Task objective: Retype the part of the message board thread starting with "2005/3/21-23 [Academia/Berkeley/Classes] UID:36785" and going on through "through breaks.", word for word.

Berkeley CSUA MOTD:Entry 36785
Berkeley CSUA MOTD
2019/08/19 [General] UID:1000 Activity:popular

2005/3/21-23 [Academia/Berkeley/Classes] UID:36785 Activity:moderate
3/21    SLEEP IS FOR THE WEAK (or, at least for those programming under a
        deadline).  Thank you.  That is all. - jvarga
        \_ ah, the all nighter.  You are bringing back memories.
        \_ I thought it was Spring Break?
           \_ I don't know if it is or not, but I often had to work
              through breaks.
        \_ uh, what year are you and what class did you have to stay up for?
           152? 164? 184? I HATE THOSE CLASSES. They should be 6 unit classes.
           \_ I remember having to work during spring break for Wawrzynek's
              150 project. We're suppose to design a MIDI decoder on a then
              new, untested, limited Xilink FPGA with only 2000 CLB's. I stayed
              and slept in Cory Hall (Soda was still only 1/2 done). I remember
              screaming a lot because the Xilinx license server kept going
              down, and 1/2 of the time the Xilinx "make" failed with
              unreproducible routing problems. My highlight was during the
              end of the break when my trusty partner and his GF visited me
              and asked how I was doing. All that time they were in Vegas or
              something... they seemed pretty happy and carefree.
              \_ And what is he doing today? I bet he is a sales engineer,
                 going to conventions in Vegas and raking in fat commissions,
                 while you probably still slave away in 16 hour days.
                 \_ you're absolutely right about that. He's making big fat
                    $$$ while I'm still in school (grad school). What can I say
                    The moral of the story I guess is that hard work is for
                    suckers. Hmmmm
           \_ I remember working through Thanksgiving for Katz's 150 in Fa90.
              We were building a 4-bit computer out of 74xx parts and some
              EPROMs and about a hundred spaghetti wires on four breadboards
              with a few plastic switches and LEDs as the operator console.  It
              was an eye-opener for me on how a general-purpose computer works.
              I'm glad I didn't end up taking it in later semesters where they
              did cool special-purpose machines like video games without the
              need to cut wires.
           \_ 152 and 164 were 5-unit classes when I took them.  Didn't take
              \_ 164 is a 5 unit class now?  not fair.
                 \_ The only 5 unit classes in EECS these days are 150 and
                    152. My understanding is that the department can't really
                    make the units realistic because of something about needing
                    to present a "typical" schedule under which students can
                    accumulate 120 units in 8 semesters. I don't know the
                    details. -gm
                    \_ CS50... now that was a tough class.  15x and 16x were
                       cake compared to that.
                       \_ Must be before my time.  What years was it offered?
                          What's it about?
                          What's it about, daddy?

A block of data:
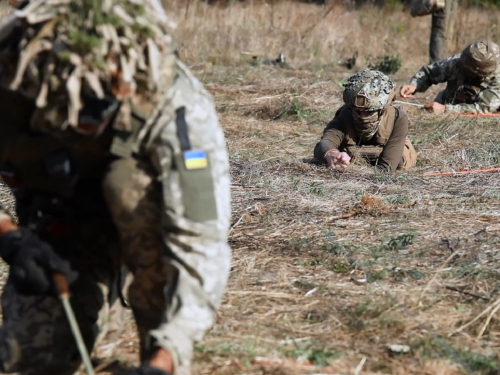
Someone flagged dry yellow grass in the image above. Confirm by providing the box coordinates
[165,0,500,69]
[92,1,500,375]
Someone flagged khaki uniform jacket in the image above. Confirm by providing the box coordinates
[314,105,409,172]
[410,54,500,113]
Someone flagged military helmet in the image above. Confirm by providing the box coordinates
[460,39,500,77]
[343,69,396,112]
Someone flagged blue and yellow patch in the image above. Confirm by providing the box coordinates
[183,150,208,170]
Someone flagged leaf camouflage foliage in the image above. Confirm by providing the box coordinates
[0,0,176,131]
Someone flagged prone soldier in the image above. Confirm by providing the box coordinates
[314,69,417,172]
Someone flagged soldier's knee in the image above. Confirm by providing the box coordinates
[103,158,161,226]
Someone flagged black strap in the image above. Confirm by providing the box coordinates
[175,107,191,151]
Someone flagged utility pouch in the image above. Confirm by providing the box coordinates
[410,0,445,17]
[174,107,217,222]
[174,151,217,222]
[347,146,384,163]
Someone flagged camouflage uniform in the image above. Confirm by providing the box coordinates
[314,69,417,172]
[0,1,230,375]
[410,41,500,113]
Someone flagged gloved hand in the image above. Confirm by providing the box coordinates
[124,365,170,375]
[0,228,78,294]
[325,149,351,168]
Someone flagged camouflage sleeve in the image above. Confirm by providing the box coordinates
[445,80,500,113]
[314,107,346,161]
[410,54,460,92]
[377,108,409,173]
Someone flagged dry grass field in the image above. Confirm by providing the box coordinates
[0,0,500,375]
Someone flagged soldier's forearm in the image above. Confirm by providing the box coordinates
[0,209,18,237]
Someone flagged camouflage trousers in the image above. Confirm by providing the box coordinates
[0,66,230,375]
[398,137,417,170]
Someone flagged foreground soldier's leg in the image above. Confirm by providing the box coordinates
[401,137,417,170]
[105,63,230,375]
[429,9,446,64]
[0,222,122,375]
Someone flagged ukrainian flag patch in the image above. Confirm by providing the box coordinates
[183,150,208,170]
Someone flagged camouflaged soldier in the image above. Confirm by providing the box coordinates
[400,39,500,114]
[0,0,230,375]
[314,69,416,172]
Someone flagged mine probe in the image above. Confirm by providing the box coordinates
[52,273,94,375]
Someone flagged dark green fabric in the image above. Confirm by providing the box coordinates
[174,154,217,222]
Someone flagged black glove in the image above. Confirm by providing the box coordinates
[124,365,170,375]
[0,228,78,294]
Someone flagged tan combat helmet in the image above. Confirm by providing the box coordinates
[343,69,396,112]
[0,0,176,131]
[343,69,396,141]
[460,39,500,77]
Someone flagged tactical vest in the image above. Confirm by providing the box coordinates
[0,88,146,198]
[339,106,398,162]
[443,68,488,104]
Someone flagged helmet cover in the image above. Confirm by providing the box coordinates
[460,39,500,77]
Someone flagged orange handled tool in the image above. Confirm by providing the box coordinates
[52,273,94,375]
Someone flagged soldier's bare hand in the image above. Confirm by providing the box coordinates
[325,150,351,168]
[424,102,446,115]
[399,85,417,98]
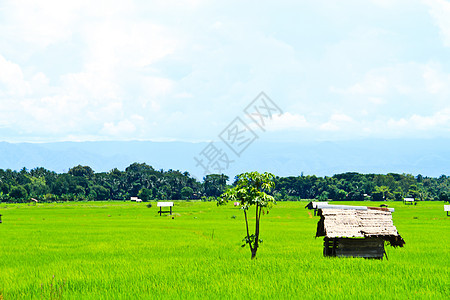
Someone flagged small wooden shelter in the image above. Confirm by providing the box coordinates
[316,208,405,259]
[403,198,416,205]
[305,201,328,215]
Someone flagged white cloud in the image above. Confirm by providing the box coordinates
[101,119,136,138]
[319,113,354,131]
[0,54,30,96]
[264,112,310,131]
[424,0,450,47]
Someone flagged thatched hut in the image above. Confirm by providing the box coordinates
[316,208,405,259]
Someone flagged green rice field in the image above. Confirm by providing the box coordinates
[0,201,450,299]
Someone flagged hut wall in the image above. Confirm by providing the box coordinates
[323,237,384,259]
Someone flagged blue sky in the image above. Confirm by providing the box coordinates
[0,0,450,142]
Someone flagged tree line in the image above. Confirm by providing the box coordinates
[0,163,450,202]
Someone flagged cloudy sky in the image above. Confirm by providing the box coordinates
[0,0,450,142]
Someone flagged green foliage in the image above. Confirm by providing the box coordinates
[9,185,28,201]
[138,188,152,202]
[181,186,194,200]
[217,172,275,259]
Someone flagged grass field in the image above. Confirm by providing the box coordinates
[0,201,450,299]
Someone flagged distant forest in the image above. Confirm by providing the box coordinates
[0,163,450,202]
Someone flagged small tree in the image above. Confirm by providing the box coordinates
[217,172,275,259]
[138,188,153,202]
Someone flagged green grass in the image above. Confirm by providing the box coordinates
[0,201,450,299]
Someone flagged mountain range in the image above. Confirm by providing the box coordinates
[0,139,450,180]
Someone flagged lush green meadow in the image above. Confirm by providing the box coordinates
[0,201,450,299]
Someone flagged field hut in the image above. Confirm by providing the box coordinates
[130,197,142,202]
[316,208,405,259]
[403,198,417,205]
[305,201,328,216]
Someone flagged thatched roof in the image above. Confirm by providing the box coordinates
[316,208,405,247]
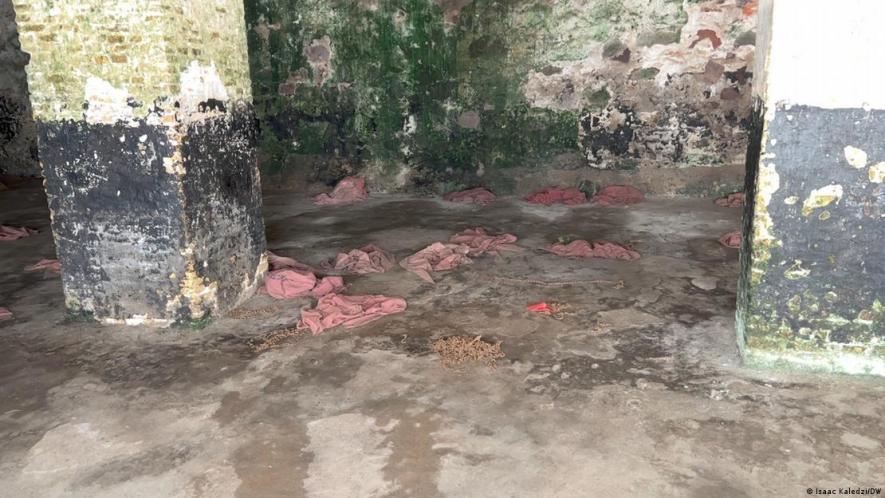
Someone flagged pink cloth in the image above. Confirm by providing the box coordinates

Exercise output:
2005/3/21-23 [Academia/Berkeley/Classes] UID:36785 Activity:moderate
3/21    SLEEP IS FOR THE WEAK (or, at least for those programming under a
        deadline).  Thank you.  That is all. - jvarga
        \_ ah, the all nighter.  You are bringing back memories.
        \_ I thought it was Spring Break?
           \_ I don't know if it is or not, but I often had to work
              through breaks.